Work to be completed: Every entry below must appear again, exactly as written.

Data provided:
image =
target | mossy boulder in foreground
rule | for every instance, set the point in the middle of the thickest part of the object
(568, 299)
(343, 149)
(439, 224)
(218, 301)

Worked solution:
image =
target | mossy boulder in foreground
rule | for every instance, set the point in the middle of the thickest part of the object
(568, 299)
(343, 149)
(439, 224)
(218, 301)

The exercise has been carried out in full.